- [AIM]
Rewrite the entries starting at the line containing "[Batch spec] Target class: bare" and ending at the line containing "[[290, 24, 408, 141], [455, 0, 600, 154]]", with the request text unchanged. Shift every bounding-box coordinate in the answers by -108.

- [LISTED ENTRIES]
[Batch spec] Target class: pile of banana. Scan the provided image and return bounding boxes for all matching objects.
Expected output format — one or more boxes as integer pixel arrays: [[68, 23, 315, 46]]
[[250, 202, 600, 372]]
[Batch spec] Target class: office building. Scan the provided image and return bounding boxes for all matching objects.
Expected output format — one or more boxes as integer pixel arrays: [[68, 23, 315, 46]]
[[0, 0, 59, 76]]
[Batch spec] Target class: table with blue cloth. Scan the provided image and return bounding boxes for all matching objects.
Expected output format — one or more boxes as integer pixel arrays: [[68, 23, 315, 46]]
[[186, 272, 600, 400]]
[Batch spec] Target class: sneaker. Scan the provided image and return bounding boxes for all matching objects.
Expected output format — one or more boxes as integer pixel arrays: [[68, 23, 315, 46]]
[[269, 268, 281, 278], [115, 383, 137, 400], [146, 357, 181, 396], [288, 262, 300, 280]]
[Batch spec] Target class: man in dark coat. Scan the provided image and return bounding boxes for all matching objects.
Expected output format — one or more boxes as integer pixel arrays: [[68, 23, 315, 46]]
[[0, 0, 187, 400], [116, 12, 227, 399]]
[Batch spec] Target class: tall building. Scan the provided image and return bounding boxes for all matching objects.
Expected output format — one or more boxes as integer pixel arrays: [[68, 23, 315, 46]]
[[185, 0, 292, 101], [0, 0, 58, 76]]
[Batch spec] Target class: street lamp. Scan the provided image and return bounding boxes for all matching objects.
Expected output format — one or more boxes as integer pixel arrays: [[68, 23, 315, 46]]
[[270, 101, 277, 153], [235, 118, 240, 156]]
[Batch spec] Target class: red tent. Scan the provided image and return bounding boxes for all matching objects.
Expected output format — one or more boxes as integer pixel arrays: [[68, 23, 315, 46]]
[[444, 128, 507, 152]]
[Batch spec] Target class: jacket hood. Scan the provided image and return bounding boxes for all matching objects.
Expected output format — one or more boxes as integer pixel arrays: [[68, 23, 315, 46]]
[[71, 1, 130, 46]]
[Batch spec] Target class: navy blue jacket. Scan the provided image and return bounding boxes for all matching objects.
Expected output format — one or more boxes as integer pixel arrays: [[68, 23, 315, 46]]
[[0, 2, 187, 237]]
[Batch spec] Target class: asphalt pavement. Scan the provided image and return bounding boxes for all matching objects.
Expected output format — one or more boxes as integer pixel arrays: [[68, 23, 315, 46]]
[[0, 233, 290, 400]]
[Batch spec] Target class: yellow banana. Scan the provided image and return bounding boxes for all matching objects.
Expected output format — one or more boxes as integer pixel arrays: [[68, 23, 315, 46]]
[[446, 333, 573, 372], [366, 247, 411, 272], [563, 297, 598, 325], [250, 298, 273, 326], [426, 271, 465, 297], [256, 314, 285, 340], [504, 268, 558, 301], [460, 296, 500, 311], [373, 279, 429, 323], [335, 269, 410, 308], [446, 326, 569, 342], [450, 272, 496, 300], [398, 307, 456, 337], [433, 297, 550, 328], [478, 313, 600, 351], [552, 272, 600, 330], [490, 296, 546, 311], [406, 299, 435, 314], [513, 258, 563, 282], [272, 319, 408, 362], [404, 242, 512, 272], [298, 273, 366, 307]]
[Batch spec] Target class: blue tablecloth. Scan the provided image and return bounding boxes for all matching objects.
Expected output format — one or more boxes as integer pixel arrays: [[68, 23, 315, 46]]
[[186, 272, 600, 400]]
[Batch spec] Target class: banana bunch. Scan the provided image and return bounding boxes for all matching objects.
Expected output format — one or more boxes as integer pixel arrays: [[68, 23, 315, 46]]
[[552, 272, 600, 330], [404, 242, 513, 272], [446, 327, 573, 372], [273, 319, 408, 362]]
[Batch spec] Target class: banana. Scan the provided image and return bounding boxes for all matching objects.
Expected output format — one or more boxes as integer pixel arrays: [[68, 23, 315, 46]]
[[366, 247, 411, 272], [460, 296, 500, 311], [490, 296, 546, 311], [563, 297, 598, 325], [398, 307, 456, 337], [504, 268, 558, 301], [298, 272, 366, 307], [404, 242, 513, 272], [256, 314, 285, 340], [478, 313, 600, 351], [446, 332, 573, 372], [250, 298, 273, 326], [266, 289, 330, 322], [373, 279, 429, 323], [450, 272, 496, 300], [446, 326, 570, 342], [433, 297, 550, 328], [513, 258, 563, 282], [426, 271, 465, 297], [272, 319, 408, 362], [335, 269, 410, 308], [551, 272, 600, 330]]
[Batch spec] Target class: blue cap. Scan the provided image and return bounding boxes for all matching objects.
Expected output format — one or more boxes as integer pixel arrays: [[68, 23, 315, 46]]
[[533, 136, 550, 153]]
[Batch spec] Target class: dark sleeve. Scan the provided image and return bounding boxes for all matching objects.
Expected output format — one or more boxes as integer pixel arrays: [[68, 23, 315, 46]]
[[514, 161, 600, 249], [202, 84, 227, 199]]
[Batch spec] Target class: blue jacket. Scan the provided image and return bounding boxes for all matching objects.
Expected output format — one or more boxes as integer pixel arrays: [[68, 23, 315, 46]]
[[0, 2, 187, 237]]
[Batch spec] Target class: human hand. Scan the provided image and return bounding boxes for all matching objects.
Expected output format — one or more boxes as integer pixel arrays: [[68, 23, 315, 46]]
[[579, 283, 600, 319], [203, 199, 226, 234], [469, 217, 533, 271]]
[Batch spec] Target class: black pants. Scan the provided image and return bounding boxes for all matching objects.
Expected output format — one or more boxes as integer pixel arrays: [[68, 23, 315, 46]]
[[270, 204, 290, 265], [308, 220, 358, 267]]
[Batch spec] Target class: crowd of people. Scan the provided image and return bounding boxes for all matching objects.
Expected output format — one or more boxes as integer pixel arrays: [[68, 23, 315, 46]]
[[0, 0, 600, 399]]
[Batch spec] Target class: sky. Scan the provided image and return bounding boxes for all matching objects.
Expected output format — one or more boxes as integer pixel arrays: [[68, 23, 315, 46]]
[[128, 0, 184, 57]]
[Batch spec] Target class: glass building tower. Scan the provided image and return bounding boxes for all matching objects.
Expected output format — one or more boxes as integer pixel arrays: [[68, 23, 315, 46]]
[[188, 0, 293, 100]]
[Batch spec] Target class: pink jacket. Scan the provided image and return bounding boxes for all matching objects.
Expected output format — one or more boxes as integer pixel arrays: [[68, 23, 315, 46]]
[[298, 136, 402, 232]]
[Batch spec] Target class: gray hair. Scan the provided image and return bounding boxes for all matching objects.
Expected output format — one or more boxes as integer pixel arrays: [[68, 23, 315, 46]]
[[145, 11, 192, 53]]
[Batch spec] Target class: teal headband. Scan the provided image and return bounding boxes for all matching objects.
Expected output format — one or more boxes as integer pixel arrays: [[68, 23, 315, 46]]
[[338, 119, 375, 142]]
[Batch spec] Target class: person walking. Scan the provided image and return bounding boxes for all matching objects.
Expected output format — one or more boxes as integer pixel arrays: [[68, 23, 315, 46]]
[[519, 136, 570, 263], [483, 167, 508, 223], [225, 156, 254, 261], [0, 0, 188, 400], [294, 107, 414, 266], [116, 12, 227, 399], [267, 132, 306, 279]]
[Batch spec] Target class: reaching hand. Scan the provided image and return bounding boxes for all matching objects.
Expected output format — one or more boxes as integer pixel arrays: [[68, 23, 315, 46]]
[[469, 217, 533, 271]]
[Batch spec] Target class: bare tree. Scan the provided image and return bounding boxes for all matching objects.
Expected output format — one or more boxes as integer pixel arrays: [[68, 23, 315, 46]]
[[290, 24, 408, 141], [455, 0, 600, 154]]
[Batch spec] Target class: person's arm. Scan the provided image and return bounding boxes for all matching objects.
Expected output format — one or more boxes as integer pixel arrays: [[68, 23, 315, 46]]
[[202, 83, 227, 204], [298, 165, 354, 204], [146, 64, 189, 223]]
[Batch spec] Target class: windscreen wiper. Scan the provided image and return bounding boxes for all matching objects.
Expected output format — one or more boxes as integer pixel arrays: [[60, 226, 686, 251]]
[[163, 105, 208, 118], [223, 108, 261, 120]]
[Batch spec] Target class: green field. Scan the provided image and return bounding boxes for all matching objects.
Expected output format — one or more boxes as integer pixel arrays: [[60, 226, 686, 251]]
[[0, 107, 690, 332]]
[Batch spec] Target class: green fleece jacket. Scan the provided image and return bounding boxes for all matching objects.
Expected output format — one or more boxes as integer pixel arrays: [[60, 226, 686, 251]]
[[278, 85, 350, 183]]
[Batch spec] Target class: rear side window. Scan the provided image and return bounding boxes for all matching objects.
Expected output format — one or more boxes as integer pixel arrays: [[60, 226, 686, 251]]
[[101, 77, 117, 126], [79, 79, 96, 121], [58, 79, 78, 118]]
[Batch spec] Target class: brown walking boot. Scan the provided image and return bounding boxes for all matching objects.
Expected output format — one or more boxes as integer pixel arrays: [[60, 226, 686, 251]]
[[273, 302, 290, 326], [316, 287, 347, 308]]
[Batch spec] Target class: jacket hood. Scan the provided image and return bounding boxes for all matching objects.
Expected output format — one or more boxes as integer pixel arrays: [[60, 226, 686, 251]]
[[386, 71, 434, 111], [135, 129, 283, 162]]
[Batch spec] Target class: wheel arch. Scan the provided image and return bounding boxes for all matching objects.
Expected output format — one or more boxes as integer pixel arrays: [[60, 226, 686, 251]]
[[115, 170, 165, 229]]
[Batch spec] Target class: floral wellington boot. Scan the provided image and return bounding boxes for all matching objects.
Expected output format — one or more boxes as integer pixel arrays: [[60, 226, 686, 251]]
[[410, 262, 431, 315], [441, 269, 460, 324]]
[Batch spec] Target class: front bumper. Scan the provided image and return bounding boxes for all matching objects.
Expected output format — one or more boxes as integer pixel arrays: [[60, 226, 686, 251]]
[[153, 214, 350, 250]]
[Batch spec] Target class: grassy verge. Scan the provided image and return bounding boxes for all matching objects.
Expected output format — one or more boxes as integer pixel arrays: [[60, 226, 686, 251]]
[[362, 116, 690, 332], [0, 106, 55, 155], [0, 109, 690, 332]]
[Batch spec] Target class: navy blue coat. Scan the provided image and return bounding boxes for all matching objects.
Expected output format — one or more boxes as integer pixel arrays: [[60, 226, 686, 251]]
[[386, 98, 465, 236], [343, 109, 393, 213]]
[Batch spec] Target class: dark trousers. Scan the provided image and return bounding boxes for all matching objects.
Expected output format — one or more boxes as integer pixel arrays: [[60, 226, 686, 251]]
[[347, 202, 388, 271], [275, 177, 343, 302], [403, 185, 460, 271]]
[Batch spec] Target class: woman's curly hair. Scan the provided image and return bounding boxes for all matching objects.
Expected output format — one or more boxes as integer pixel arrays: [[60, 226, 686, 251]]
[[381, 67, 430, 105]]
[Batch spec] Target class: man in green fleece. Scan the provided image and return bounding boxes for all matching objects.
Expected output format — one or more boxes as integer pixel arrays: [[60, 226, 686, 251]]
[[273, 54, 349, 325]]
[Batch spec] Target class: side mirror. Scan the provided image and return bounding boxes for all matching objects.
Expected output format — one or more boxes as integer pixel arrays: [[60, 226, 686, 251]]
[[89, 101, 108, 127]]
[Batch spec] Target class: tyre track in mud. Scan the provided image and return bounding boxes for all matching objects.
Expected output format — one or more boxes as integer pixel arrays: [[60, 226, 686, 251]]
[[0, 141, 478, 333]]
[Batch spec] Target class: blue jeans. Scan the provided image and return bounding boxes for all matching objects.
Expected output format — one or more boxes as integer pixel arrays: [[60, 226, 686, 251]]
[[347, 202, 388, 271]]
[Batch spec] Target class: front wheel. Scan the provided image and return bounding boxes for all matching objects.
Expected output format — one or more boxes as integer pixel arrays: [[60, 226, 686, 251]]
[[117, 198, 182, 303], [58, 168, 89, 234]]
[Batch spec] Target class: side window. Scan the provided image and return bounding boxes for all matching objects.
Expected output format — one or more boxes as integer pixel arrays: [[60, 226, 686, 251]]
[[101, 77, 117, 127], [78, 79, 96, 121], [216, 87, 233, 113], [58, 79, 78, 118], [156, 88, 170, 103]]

- [TASK RESPONSE]
[Batch spec] Target class: bare tree. Scan the provided image and return bounding boxes for all matching objects.
Expected output format — one or more boxes as integer pixel arrays: [[68, 23, 315, 46]]
[[182, -84, 300, 33], [347, -108, 492, 46]]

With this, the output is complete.